## WHAT TO WORK ON
Are you able to quote each entry exactly as written?

## DATASET ROWS
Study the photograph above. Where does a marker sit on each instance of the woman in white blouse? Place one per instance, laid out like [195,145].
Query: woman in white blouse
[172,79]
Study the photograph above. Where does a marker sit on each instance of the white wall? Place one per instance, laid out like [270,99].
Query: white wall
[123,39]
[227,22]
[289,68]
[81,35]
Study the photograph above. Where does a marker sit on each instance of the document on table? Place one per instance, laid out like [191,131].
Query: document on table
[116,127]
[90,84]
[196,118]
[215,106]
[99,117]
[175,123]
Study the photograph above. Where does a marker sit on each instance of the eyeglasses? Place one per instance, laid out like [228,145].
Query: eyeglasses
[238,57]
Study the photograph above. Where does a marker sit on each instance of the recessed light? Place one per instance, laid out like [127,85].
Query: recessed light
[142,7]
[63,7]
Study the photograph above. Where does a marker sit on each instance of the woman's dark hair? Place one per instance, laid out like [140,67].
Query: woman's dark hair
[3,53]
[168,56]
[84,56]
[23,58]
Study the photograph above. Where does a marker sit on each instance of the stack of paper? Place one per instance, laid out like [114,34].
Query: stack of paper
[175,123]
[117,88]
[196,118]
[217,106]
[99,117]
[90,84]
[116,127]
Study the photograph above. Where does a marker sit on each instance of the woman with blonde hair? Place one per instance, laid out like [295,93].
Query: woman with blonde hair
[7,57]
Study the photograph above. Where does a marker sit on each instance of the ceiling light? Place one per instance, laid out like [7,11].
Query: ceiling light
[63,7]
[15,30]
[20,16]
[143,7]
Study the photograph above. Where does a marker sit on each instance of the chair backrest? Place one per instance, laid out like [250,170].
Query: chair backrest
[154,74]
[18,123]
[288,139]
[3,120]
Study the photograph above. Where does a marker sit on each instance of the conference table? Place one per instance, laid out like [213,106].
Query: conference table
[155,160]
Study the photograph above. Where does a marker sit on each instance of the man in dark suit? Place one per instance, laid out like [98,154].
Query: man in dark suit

## SOLUTION FOR THIS PROBLEM
Study the photograph above. Where does a marker sit on each instance of the woman in white blouse? Place one per instance, laid out like [195,145].
Query: woman in white blouse
[172,79]
Study the photograph above. Where does a marker sit on each instance of the white wall? Place one per instance, laid out like [270,99].
Query: white wall
[123,39]
[227,22]
[289,68]
[81,35]
Study the photograph above. Where does a marker sit on each instance of the document on table? Place one per instance, laid out like [191,131].
Query: document on table
[116,127]
[90,84]
[196,118]
[215,106]
[99,117]
[175,123]
Study the photograph above. Where does a marker sit on each instance of the eyeglasses? Place one per instance, laid out like [228,145].
Query: eyeglasses
[238,57]
Study the photograph above. Where does a marker sit on each instance of the recessed light? Place one per instance, laid out like [127,85].
Query: recessed light
[142,7]
[63,7]
Study the photograph above. Where does a marker sit on each instance of the woman's dark hair? Place one per instance, laid out like [140,67].
Query: woman's dark hair
[3,53]
[168,56]
[84,56]
[23,58]
Study the photograph above. Where does a marker sit on each instance of the stack of paper? Place one per instance, laid out like [114,34].
Query: stack of paper
[175,123]
[117,88]
[196,118]
[217,106]
[99,117]
[90,84]
[116,127]
Study the photograph above. Where does a marker sit on each instance of the woman with blonde hair? Place one per instance, laid out like [295,93].
Query: woman with blonde hair
[7,57]
Study the photograph above. Where does a marker sit on each instance of the ceiling light? Place one per instance, laid out like [7,11].
Query: ceiling light
[63,7]
[15,30]
[20,16]
[143,7]
Study the photograph above. Where does a marker sit on each instance of the chair backrest? Place one per instance, laid out like [250,170].
Query: chair backrest
[154,74]
[18,123]
[288,139]
[3,120]
Study the photograph above. Where does a marker sit on each instance of the conference table? Place one per instance, laid out like [213,106].
Query: conference table
[155,160]
Study the photograph above. Where does a marker sit on each instance of the man in dark suit? Place one per instance, laid out like [98,154].
Query: man in dark suit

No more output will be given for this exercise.